Written request 1
Translate this sentence from the FKOM blog post into Spanish: "It is a rallying call for the sales team, preparing them for the battle ahead."
Written request 2
Reproduce verbatim the passage of the FKOM blog post starting at "At SAP, the" and ending at "a good fight.".
Written request 3
Decide whether each statement agrees with the FKOM blog post. For each, answer yes or no and quote the words that settle it.
(a) The 2020 FKOM took place at the Marina Bay Sands Expo in Singapore.
(b) The attendee app was built on SAP HANA.
(c) People came to the event from 35 countries.

Text section
In this blog, find out how we used SAP Technology to keep our ear to the ground and tap into behavioural insights on the show floor. Human behaviour makes for the most fickle and unpredictable data in the history of analytics. Yet, for a smart enterprise, navigating this sea of information is but an opportunity to rise to the occasion.

At SAP, the Field Kick Off Meeting or FKOM, is one of our biggest regional events and the launching pad to communicating our business strategy for the year. It is a rallying call for the sales team, preparing them for the battle ahead. This annual event aims to inspire, educate and arm the team that rakes in the revenue, with everything they need to fight a good fight.

In 2020, we hosted FKOM in Singapore at the swanky Marina Bay Sands Expo, in a show floor that could house 2 football fields length to length. We had over 300 sessions running, for about 2700 attendees from 35 countries. For the event organisers, understanding an audience of this size is a challenge as massive as the event itself. But more importantly, it is key to shaping & running future events even better.

1. How we got it working

We worked closely with our partner, Extentia, to develop an app that attendees could use to navigate the 3 day event lineup. The app, built on SAP Cloud Platform, would help attendees find sessions, talks or demos of interest to them and mark their attendance at these sessions by scanning bar codes placed at the venue. Attendance, as well as feedback from attendees, was entered into an SAP HANA database and pumped into SAP Digital Boardroom through a LIVE data connection. The Digital Boardroom app was assigned its place in the spot light in the very middle of the show floor with 3 large 55” inch TVs displaying insights into attendee behaviour LIVE on all 3 days.

Data rows
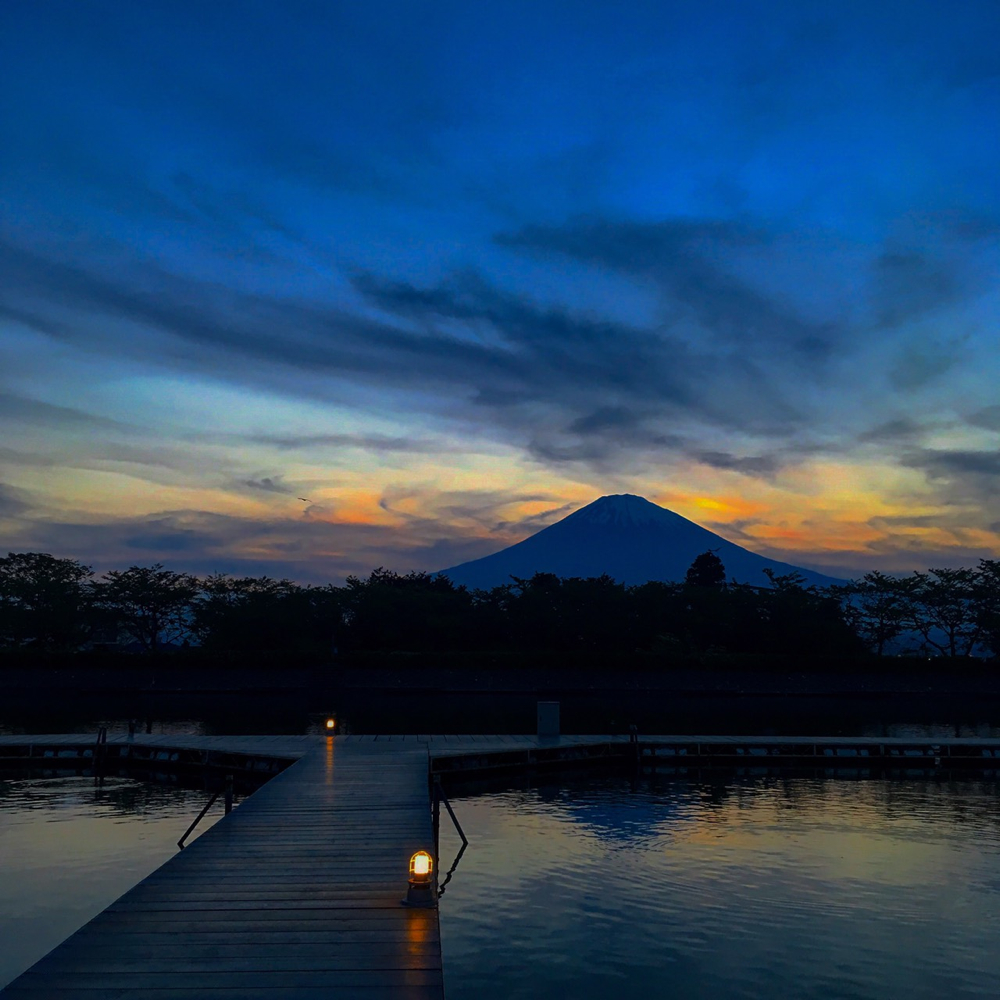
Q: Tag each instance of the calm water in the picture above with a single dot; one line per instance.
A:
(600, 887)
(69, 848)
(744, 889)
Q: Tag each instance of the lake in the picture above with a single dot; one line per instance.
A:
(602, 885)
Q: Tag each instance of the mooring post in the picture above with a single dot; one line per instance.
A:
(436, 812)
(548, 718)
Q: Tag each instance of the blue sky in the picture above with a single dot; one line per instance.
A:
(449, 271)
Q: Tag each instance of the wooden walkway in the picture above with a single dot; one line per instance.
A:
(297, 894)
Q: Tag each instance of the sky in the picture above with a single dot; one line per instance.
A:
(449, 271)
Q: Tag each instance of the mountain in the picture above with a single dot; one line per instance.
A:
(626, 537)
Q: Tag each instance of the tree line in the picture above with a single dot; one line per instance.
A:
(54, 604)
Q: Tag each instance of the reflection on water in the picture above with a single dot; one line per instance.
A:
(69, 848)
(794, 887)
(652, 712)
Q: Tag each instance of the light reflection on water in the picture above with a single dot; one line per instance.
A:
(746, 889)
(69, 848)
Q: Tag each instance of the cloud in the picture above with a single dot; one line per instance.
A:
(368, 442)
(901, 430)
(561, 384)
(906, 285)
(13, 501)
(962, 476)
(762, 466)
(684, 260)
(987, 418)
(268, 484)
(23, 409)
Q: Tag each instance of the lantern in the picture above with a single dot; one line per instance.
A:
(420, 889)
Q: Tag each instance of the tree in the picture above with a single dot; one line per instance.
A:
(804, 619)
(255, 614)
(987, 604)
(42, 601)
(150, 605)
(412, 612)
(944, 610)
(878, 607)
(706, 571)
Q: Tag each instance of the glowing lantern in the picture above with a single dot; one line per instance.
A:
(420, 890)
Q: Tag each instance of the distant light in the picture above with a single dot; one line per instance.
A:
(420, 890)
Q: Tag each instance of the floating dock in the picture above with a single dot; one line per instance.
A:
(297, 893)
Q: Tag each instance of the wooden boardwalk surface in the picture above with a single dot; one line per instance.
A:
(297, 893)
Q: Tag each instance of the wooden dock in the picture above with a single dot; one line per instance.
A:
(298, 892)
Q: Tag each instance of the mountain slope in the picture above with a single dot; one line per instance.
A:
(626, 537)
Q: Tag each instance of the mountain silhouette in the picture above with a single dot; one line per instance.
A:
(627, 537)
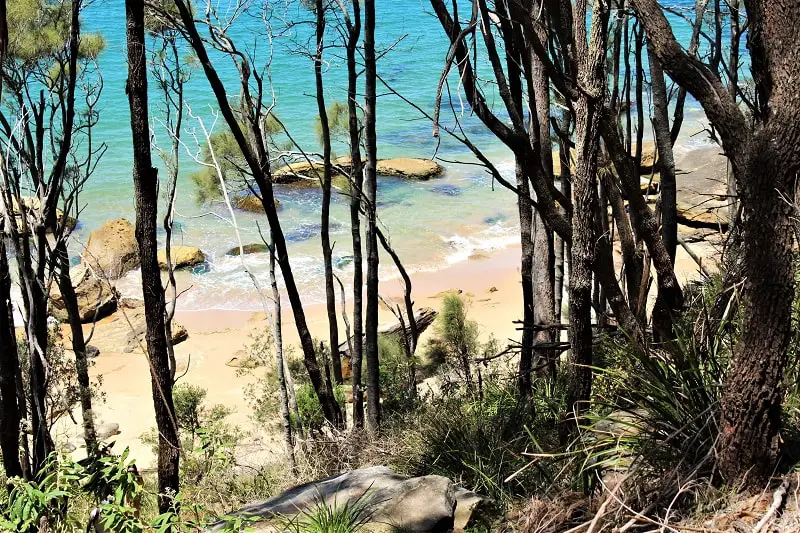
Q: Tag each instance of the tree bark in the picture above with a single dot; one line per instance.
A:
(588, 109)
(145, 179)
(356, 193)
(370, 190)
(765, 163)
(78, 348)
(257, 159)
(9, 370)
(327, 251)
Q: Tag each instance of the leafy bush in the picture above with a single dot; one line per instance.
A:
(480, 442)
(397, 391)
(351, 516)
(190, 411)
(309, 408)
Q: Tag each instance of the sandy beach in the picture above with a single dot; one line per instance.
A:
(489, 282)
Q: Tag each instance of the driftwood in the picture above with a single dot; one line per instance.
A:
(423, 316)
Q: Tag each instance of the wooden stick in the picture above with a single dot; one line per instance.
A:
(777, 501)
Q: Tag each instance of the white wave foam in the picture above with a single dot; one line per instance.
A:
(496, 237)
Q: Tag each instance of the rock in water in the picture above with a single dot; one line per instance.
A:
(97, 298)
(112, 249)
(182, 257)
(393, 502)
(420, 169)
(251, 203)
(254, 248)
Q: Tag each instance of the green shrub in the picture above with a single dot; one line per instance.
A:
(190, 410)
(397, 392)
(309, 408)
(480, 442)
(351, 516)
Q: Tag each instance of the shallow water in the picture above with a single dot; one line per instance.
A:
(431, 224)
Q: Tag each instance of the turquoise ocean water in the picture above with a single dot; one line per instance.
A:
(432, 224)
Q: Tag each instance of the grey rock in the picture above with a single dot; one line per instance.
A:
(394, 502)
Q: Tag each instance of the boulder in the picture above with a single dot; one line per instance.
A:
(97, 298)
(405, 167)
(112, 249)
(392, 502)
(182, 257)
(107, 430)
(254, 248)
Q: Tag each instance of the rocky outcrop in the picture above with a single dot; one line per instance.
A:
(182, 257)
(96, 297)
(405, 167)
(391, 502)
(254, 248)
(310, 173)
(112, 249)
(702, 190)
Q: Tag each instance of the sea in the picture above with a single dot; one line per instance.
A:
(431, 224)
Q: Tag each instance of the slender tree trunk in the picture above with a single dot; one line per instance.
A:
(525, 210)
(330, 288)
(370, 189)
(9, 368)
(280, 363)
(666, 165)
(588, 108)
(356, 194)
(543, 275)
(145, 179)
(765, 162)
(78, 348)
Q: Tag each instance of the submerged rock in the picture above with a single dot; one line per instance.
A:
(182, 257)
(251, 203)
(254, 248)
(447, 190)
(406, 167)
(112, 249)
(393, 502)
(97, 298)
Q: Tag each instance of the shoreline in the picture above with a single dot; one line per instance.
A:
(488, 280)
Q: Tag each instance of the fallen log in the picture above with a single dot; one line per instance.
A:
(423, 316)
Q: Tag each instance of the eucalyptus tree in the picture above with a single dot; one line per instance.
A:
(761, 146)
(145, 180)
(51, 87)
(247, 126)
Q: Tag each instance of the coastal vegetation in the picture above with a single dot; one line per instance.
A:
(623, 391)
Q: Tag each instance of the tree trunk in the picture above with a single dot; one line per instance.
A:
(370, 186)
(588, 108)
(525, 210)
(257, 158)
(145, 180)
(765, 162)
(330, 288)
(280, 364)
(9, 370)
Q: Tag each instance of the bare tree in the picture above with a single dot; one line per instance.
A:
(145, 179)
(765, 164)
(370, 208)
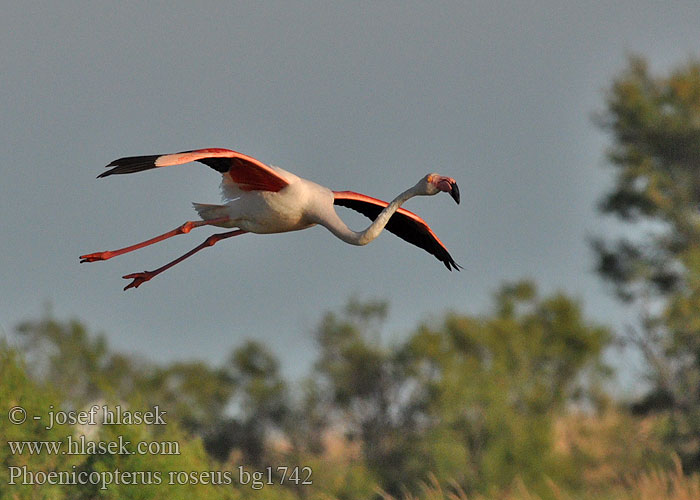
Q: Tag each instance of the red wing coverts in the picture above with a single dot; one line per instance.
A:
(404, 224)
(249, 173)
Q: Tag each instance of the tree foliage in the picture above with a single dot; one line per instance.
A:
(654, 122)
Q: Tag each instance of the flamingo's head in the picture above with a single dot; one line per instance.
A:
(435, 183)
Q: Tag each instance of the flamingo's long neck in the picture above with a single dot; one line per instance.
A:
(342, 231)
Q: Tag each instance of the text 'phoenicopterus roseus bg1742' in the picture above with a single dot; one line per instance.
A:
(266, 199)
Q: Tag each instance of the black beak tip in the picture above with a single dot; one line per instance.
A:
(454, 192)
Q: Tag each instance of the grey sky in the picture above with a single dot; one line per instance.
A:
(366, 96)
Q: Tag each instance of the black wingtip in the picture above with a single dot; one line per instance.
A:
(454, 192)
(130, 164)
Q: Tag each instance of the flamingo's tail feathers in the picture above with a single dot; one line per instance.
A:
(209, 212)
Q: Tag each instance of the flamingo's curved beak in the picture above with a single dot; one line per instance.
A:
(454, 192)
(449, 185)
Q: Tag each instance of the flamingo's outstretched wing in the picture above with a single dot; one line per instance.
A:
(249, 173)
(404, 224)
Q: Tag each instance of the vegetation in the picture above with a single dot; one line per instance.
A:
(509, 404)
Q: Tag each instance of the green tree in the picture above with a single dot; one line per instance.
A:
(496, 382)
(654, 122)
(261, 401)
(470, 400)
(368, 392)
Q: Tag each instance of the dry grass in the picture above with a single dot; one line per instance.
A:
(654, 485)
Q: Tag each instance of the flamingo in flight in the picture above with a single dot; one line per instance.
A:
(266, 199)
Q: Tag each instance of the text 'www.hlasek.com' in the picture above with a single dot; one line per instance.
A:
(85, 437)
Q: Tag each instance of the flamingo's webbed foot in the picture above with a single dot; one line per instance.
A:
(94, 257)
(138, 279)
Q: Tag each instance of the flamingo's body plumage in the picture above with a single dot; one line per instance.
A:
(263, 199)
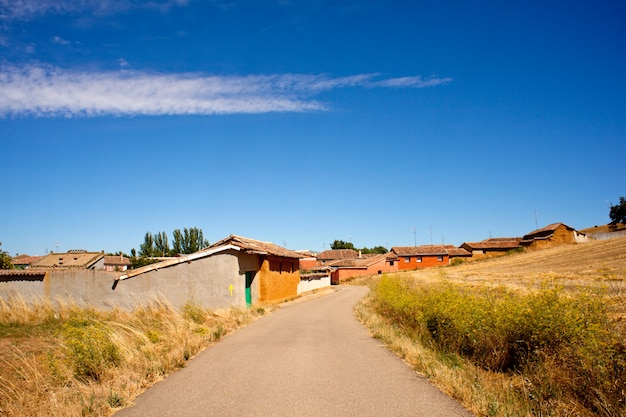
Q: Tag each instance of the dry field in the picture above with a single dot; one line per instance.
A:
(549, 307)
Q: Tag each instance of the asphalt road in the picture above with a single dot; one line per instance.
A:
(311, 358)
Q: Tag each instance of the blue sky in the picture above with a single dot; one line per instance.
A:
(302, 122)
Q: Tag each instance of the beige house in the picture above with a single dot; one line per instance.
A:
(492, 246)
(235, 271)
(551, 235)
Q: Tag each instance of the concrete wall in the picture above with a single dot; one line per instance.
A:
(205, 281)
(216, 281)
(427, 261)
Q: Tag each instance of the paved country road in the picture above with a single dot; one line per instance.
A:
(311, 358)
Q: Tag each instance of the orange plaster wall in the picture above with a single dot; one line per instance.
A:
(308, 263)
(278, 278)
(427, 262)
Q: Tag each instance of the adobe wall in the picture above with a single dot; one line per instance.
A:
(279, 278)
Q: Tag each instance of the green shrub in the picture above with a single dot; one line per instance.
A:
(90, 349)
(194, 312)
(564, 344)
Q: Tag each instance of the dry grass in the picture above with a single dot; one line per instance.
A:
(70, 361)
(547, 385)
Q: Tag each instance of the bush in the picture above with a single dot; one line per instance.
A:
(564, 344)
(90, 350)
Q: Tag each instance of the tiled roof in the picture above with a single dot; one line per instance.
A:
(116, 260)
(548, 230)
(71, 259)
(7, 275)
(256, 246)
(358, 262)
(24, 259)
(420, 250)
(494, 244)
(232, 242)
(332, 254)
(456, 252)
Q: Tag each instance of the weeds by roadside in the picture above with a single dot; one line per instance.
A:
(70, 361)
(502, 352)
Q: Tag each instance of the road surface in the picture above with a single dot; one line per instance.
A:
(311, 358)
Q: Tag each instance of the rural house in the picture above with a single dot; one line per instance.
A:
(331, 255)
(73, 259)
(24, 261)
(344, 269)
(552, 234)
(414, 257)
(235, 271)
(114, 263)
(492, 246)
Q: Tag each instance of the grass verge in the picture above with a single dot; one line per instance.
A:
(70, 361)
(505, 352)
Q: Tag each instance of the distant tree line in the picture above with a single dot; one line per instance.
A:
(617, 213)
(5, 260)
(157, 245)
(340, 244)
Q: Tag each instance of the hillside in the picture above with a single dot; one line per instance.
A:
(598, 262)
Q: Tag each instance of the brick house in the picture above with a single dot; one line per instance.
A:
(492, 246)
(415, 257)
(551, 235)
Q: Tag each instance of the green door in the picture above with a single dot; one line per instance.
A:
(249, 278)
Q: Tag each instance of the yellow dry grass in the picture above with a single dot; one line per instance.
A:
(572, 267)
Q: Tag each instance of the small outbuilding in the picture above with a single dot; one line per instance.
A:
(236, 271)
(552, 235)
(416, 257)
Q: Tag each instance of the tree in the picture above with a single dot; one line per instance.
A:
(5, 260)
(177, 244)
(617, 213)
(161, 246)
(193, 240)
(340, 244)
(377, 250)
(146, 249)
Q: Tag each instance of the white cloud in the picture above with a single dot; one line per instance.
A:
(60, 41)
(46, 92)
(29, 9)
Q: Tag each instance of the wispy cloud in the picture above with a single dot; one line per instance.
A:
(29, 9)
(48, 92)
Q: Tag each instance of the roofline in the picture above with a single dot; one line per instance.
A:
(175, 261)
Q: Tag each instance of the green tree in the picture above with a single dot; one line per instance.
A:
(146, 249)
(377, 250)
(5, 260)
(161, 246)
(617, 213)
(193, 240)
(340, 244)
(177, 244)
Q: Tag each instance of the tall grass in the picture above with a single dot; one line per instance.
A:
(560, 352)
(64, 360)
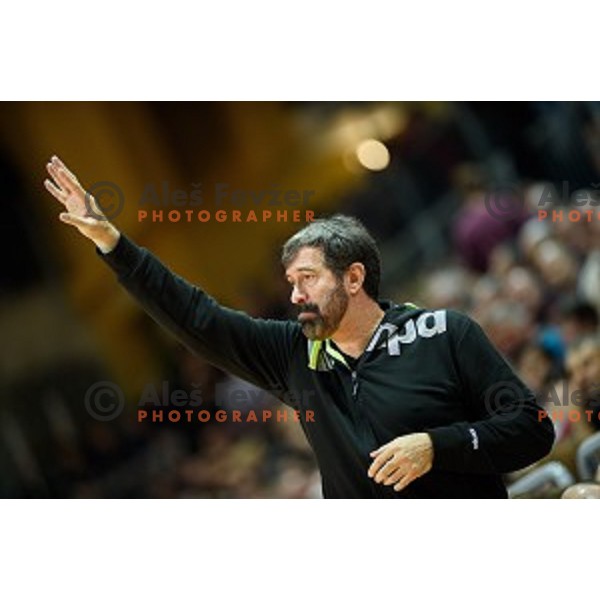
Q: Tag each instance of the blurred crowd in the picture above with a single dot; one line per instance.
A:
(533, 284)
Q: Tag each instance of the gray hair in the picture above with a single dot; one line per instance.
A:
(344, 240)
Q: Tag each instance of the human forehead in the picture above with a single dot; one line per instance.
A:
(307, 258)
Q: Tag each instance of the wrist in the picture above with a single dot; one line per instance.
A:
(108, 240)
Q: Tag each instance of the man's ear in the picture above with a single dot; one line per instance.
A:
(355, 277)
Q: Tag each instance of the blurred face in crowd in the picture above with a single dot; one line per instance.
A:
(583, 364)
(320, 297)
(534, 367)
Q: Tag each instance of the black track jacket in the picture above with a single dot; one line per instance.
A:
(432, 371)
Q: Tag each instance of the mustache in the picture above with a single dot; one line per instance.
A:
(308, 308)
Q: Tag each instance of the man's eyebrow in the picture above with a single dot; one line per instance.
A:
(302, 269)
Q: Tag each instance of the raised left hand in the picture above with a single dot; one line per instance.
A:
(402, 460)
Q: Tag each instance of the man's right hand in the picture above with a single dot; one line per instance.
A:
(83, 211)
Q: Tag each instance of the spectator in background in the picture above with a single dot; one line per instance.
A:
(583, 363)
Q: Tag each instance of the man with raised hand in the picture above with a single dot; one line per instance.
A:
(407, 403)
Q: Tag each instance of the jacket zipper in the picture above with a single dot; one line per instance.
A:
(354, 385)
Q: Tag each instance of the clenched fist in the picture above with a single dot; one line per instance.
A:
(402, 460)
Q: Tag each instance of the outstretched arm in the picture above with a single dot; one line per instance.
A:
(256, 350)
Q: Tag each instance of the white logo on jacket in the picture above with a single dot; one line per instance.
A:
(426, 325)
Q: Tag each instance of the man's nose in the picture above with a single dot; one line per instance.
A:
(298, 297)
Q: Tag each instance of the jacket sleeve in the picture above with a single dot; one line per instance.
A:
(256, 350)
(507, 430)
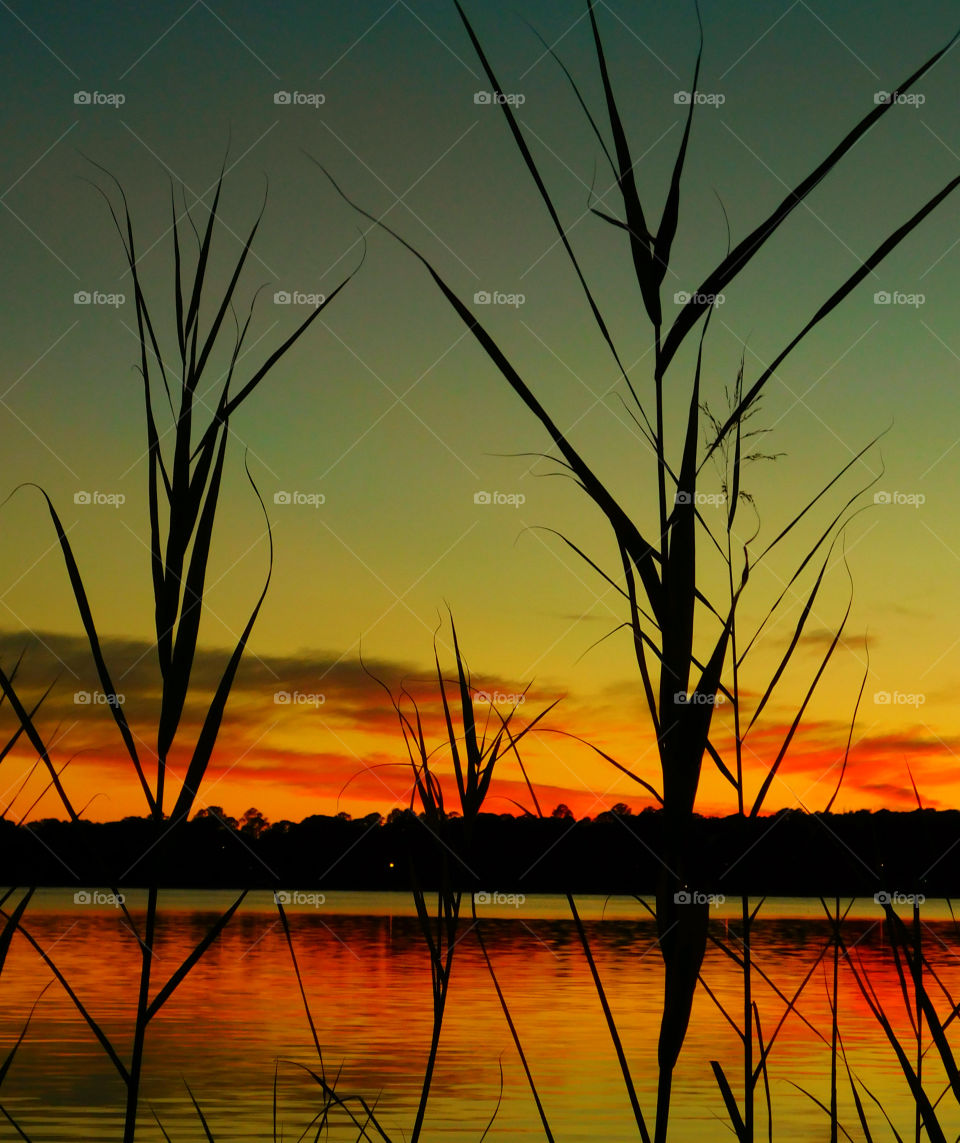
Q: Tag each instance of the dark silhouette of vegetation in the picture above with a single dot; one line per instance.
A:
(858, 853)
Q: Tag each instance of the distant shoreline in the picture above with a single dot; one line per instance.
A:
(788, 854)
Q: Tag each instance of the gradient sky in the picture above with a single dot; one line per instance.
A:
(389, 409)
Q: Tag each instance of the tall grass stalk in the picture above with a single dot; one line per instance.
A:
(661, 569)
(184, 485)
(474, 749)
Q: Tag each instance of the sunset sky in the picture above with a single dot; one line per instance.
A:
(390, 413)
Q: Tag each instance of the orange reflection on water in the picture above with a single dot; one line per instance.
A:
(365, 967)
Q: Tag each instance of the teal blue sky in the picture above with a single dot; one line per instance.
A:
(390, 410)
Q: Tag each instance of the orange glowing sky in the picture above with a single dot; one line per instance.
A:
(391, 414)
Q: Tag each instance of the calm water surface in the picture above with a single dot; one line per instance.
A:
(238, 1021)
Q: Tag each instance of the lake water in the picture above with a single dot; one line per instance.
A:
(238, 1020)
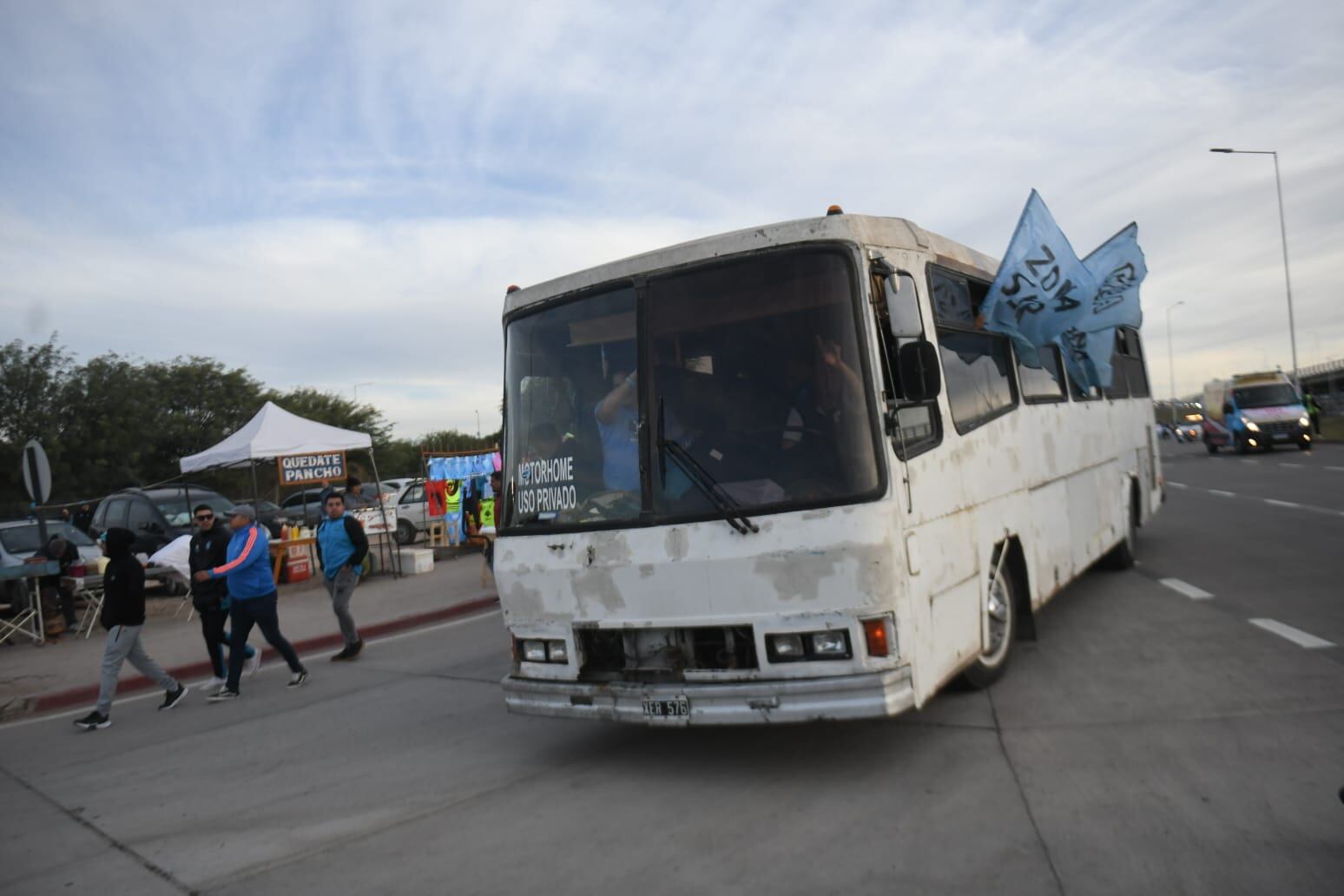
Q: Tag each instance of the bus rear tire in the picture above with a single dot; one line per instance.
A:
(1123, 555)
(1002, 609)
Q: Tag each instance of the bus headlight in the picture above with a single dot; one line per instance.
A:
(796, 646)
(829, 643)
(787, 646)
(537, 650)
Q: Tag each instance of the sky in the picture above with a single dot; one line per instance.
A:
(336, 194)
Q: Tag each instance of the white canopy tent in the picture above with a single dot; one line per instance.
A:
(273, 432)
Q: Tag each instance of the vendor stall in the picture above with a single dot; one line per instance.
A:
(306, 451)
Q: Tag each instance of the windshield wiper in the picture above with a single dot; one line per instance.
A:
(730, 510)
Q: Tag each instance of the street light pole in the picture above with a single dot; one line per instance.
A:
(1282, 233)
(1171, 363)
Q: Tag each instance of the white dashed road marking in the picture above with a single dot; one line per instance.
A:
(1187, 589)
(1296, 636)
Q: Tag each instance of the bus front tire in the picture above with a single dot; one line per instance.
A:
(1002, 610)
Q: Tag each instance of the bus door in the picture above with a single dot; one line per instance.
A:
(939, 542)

Response 1
Es un llamado a la acción para el equipo de ventas, que lo prepara para la batalla que se avecina.

Response 2
At SAP, the Field Kick Off Meeting or FKOM, is one of our biggest regional events and the launching pad to communicating our business strategy for the year. It is a rallying call for the sales team, preparing them for the battle ahead. This annual event aims to inspire, educate and arm the team that rakes in the revenue, with everything they need to fight a good fight.

Response 3
(a) Yes: "In 2020, we hosted FKOM in Singapore at the swanky Marina Bay Sands Expo"
(b) No: "The app, built on SAP Cloud Platform"
(c) Yes: "for about 2700 attendees from 35 countries"